→ Task list
**a)** Please print the part of the leadership pipeline article starting at "These tools were" and ending at "team through uncertainty.", word for word.
**b)** Carry on the article about leadership tools and the 9-box grid from the point where it stops.

→ Provided text
□ □ □ □ □

Why Your Leadership Pipeline Deserves More Than A 9-Box Label
- Neal McIntyre
- Dec 19, 2025
- 3 min read

Organizations love their tools. From 360-degree feedback surveys to KPI dashboards, from 9-box grids to performance management software, these instruments have become the corporate equivalent of a security blanket—comforting, familiar, and deeply misleading. They promise clarity and objectivity, but here’s the truth: none of them accurately predict leadership ability. Not one.
These tools were designed to measure productivity, task completion, and alignment with company goals. That’s fine—if your ambition is to track deliverables. But leadership is not about ticking boxes or hitting quarterly targets. Leadership is about influencing people, shaping culture, and navigating complexity. It’s about inspiring trust and driving transformation. And those qualities don’t show up in a KPI report.
The Illusion of Insight
Let’s break it down:
360-Degree Feedback gives you perceptions, not predictions. It tells you how colleagues feel about someone’s behavior today—not whether that person can lead tomorrow. It’s developmental, not directional.
KPIs measure outcomes, not influence. They tell you what was achieved, not how it was achieved—or whether the achiever can rally a team through uncertainty.

□ □ □ □ □

→ Available data

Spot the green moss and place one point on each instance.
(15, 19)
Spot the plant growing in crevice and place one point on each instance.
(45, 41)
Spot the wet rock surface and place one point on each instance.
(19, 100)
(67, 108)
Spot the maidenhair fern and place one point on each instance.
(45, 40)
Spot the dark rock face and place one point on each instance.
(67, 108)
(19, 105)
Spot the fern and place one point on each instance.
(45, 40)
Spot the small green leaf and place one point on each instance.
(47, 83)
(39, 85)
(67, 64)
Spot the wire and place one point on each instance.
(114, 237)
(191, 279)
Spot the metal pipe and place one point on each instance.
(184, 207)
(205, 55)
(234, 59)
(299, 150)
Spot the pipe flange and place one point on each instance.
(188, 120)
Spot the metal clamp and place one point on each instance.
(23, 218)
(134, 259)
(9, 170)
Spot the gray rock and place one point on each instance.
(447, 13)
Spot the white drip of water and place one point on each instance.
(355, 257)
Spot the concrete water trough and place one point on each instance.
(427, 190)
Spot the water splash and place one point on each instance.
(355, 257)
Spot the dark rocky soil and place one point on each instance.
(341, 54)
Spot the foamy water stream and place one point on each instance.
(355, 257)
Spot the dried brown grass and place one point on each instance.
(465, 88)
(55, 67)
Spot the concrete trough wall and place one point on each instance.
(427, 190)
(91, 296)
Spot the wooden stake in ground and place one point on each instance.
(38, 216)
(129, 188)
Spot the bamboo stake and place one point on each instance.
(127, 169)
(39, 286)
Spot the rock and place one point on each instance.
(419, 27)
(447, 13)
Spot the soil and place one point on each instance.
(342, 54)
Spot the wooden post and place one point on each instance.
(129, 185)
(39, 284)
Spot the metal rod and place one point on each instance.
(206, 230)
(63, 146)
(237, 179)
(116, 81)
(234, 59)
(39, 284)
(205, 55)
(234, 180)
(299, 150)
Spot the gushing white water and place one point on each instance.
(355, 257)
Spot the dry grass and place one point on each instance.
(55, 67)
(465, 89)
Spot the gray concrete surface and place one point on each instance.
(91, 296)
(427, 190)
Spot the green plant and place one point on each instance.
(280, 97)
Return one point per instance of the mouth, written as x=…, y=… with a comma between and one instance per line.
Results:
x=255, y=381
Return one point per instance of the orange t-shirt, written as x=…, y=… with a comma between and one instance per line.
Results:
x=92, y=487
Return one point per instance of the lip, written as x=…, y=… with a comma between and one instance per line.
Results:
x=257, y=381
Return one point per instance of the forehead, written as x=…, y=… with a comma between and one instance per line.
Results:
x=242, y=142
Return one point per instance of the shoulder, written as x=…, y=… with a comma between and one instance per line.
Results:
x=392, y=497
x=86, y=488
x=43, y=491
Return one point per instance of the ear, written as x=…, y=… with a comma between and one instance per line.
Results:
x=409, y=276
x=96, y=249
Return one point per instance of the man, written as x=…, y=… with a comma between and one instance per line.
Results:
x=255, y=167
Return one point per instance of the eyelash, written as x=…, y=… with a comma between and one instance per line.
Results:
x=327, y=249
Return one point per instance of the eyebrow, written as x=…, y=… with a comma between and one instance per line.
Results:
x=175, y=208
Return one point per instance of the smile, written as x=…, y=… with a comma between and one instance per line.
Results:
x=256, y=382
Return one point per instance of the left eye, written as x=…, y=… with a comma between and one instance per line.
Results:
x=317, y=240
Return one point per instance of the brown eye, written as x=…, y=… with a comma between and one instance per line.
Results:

□ □ □ □ □

→ Exercise responses
**a)**
These tools were designed to measure productivity, task completion, and alignment with company goals. That’s fine—if your ambition is to track deliverables. But leadership is not about ticking boxes or hitting quarterly targets. Leadership is about influencing people, shaping culture, and navigating complexity. It’s about inspiring trust and driving transformation. And those qualities don’t show up in a KPI report.
The Illusion of Insight
Let’s break it down:
360-Degree Feedback gives you perceptions, not predictions. It tells you how colleagues feel about someone’s behavior today—not whether that person can lead tomorrow. It’s developmental, not directional.
KPIs measure outcomes, not influence. They tell you what was achieved, not how it was achieved—or whether the achiever can rally a team through uncertainty.

**b)**
9-Box Grids reduce human potential to a static label. “High potential” sounds strategic, but it’s often based on subjective judgment and outdated assumptions. It's also failingly attempts to reduce the complexities of leadership to simplistic, rigid boxes.
Performance Management Software automates evaluation, but it doesn’t elevate it. It digitizes bias as easily as it digitizes progress.
These tools are not inherently bad. They serve a purpose—tracking performance, enforcing accountability, and aligning efforts. But that purpose is operational, not transformational. They belong to the realm of task management, not leadership development. And confusing the two is a costly mistake.
Leadership Is Contextual, Not Universal
Here’s the bigger problem: organizations keep buying cookie-cutter solutions marketed as universal best practices. But leadership is not universal—it’s contextual. What your company needs from its leaders today may be radically different from what it will need five years from now.
A tech startup scaling globally needs leaders who can manage hypergrowth and cultural integration. A legacy manufacturer navigating ESG pressures needs leaders who can drive sustainability and stakeholder trust. These are not interchangeable skill sets. Yet most evaluation tools treat leadership as a generic competency—ignoring the unique demands of your strategy, industry, and future vision.
The Missed Opportunity
Current leaders should be asking two critical questions:
What does our organization need from leadership right now? Is it operational discipline? Innovation? Crisis navigation? Cultural repair?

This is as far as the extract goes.